*O que se pede*
Extraia, sem qualquer alteração, uma parte do texto sobre a ilha Terceira. Comece nas palavras que contêm "Quais seriam portanto" e pare depois de "mui fácil acreditar!".

*Texto fornecido*

Vendo alguns que as proscrições por medidas de cautela se aumentavam de dia em dia, e temendo pelos resultados da devassa a que se procedia, solicitaram e obtiveram licença para mudar de domicílio, a título de saúde, como foram: o major de milícias da Praia, António Moniz Barreto do Couto, Joaquim Zeferino de Sequeira, e o major José Veles Cardoso, que todos passaram à ilha de S. Miguel. Com estes movimentos e proscrições militares, e outras muitas que se faziam, não deixava de ressentir-se a causa da Liberdade: cada um dia que sobrevinha parecia trazer um novo motivo de desconfiança, diminuindo a força moral na oficialidade do Batalhão e deserção de soldados; cada vez mais engrossava o número dos descontentes; e sobretudo ignorava-se qual seria o partido que tomaria a Corte no caso de ficar a ilha Terceira somente4 proclamando o sistema constitucional: pois que, desamparada dos necessários socorros, provavelmente a consideravam suplantada por si mesma.

Quais seriam portanto as esperanças, entretenimentos, conversações e juízos dos inimigos da causa pública, a sua inquietação, e o desassossego do governo interino é mui fácil acreditar!

Com todas as referidas proscrições e cautelas, mui pouco ganhava o novo sistema. No dia 4 de Agosto chegou ao porto de Angra um brigue de guerra, e depois de fazer cinco tiros de peça, como lhe não fora visita a bordo, nem alguma outra embarcação, deixou de fundear; porém sabendo por um barco de pesca a repulsa do general Prego, negou-se a entregar-lhe a mala que trazia, e dando ao mestre uma guia para o livrar do castigo em que incorrera por ter atracado ao navio sem licença do governo da ilha, que o proibira: partiu em direitura de S. Miguel, deixando a todos os da cidade em grande cuidado sobre as notícias que uns e outros esperavam.

*Secção de dados*
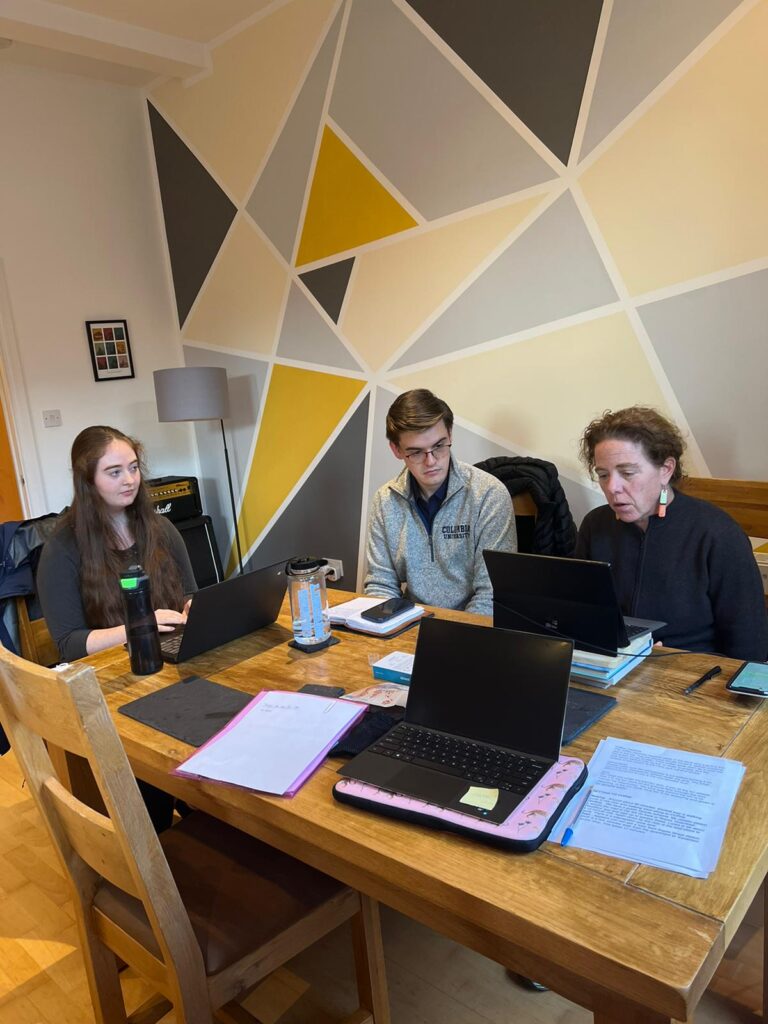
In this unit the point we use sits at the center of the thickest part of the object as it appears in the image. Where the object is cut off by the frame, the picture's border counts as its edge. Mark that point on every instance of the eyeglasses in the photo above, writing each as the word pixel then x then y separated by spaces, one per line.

*Resposta final*
Quais seriam portanto as esperanças, entretenimentos, conversações e juízos dos inimigos da causa pública, a sua inquietação, e o desassossego do governo interino é mui fácil acreditar!